转录视频

本教程介绍如何使用 Speech-to-Text 转录视频文件中的音轨。

音频文件可能来自许多不同的来源。音频数据可能来自电话(如语音邮件)或视频文件所包含的音轨。

Speech-to-Text 可以从多种机器学习模型中选择一种来转录音频文件,以便完美匹配音频的原始来源。为了获得更好的语音转录结果,您可以指定原始音频的来源。这样,Speech-to-Text 就可以在处理您的音频文件时使用针对类似数据训练过的机器学习模型。

目标

  • 向 Speech-to-Text 发送视频文件的音频转录请求。

费用

本教程使用 Cloud Platform 的以下收费组件:

  • Speech-to-Text

请使用价格计算器根据您的预计使用情况来估算费用。Cloud Platform 新用户可能有资格免费试用

准备工作

本教程有几个前提条件:

准备音频数据

在从视频转录音频之前,您必须从视频文件中提取数据。提取音频数据后,您必须将其存储在 Cloud Storage 存储分区中,或者将其转换为 base64 编码。

提取音频数据

您可以使用能够处理音频和视频文件的任何文件转换工具,例如 FFmpeg

通过以下代码段,使用 ffmpeg 将视频文件转换为音频文件。

ffmpeg -i video-input-file audio-output-file

存储或转换音频数据

您可以转录本地机器或 Cloud Storage 存储分区中存储的音频文件。

通过以下命令,使用 gsutil 工具将音频文件上传到现有的 Cloud Storage 存储分区。

gsutil cp audio-output-file storage-bucket-uri

如果您使用本地文件并且打算从命令行使用 curl 工具来发送请求,则必须首先将音频文件转换为 base64 编码的数据

请使用以下命令将音频文件转换为文本文件。

base64 audio-output-file -w 0 > audio-data-text

发送请求

请使用以下代码将转录请求发送到 Speech-to-Text。

本地文件请求

协议

如需了解完整的详细信息,请参阅 speech:recognize API 端点。

如需执行同步语音识别,请发出 POST 请求并提供相应的请求正文。以下示例展示了一个使用 curl 发出的 POST 请求。该示例使用通过 Google Cloud Cloud SDK 为项目设置的服务帐号的访问令牌。如需了解有关安装 Cloud SDK、建立项目和服务帐号以及获取访问令牌的说明,请参阅快速入门

curl -s -H "Content-Type: application/json" \
    -H "Authorization: Bearer $(gcloud auth application-default print-access-token)" \
    https://speech.googleapis.com/v1/speech:recognize \
    --data '{
    "config": {
        "encoding": "LINEAR16",
        "sampleRateHertz": 16000,
        "languageCode": "en-US",
        "model": "video"

▶ 任务要求: 列出上面网页节选里每段命令代码开头调用的命令行工具名称。

▶ 数据行:

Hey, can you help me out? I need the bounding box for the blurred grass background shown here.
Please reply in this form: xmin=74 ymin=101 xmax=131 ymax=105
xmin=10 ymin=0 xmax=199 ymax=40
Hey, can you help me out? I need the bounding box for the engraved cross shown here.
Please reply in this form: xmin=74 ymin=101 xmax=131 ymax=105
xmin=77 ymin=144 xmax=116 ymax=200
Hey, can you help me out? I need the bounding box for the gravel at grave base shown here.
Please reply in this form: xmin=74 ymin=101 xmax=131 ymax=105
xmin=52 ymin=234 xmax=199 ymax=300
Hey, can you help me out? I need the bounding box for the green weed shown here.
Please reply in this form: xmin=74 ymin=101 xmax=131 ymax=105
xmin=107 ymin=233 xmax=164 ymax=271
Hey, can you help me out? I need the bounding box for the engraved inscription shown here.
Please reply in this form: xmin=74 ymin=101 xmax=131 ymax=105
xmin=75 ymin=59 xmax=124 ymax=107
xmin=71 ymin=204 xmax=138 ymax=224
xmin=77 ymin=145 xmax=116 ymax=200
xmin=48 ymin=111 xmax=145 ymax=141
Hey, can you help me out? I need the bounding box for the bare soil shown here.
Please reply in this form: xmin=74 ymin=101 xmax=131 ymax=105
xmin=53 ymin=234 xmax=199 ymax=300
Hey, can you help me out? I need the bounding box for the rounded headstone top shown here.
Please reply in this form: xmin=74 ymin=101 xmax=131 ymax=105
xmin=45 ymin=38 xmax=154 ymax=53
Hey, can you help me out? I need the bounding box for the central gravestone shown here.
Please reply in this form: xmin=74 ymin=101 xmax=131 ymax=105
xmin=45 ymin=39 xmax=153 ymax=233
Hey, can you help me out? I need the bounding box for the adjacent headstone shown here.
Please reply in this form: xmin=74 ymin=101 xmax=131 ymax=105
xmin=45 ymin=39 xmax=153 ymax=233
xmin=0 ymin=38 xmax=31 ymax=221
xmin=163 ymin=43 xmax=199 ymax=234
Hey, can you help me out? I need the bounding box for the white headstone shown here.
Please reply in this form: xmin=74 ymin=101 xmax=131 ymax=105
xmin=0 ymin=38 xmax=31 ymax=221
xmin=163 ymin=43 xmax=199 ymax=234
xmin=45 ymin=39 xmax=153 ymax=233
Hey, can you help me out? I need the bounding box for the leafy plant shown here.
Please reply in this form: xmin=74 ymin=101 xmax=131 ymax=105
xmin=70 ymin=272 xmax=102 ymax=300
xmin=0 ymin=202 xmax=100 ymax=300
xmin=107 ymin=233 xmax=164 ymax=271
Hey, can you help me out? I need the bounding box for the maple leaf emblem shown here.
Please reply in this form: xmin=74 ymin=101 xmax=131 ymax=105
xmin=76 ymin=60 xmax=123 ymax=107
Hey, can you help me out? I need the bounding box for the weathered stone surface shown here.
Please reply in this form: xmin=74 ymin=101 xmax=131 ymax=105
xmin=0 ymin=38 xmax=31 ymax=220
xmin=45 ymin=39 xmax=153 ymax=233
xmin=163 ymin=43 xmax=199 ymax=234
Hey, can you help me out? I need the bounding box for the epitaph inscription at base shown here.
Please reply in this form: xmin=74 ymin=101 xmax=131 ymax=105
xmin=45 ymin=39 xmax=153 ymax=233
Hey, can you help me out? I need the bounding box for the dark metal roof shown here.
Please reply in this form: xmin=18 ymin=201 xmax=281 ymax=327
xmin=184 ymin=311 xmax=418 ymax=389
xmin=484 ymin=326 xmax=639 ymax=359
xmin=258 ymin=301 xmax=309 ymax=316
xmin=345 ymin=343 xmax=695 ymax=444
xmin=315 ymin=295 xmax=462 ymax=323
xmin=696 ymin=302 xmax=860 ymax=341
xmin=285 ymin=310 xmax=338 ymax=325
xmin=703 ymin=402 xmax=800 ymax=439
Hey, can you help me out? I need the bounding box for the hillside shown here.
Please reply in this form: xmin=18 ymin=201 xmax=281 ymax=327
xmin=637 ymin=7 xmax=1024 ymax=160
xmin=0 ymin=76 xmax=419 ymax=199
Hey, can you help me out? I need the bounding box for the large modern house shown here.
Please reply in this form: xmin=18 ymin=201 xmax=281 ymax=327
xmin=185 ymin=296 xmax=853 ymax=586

---

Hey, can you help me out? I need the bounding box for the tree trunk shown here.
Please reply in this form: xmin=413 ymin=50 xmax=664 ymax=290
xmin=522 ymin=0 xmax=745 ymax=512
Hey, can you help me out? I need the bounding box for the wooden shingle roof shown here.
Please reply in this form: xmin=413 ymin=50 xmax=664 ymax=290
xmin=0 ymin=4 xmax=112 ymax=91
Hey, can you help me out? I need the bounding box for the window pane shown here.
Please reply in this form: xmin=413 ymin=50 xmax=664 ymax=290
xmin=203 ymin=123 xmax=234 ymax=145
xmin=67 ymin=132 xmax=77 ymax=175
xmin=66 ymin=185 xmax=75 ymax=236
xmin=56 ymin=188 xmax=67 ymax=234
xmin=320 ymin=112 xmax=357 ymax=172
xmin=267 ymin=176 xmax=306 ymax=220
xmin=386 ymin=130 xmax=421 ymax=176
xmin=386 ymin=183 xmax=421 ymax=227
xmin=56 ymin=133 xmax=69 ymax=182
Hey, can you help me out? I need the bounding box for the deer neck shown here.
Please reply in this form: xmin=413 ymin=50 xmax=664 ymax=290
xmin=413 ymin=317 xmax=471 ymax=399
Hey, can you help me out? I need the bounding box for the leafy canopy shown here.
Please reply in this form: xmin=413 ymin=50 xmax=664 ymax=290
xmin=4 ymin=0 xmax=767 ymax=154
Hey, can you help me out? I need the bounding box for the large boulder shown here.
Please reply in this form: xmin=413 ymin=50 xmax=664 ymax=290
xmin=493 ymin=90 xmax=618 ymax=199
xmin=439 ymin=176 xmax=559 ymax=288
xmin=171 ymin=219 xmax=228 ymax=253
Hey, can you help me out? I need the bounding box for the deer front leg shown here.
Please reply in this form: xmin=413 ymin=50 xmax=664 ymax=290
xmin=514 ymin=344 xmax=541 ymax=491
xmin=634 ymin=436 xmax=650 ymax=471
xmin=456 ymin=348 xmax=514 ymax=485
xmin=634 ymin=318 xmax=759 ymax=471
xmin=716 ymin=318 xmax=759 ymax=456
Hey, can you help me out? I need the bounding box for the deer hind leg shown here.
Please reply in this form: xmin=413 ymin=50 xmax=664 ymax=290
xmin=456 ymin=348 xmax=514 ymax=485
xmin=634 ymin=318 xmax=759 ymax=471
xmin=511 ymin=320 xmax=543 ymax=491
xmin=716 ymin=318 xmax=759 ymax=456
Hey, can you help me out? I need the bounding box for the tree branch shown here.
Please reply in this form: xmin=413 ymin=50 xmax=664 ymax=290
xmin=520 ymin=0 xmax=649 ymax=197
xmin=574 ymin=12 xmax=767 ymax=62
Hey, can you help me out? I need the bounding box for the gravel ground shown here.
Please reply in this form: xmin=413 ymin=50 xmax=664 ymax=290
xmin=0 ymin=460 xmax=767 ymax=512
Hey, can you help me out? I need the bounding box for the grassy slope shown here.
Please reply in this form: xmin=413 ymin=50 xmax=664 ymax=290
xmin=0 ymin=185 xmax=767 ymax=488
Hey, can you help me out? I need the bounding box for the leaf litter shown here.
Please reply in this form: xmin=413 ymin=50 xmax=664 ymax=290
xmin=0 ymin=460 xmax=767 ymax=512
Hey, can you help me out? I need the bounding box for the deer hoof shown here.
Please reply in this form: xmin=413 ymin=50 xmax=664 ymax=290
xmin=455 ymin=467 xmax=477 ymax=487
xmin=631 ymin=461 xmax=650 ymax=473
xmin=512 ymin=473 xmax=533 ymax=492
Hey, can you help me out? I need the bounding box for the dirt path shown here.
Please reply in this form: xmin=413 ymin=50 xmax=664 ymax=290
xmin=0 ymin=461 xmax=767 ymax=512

▶ 参考解答: ffmpeg、gsutil、base64、curl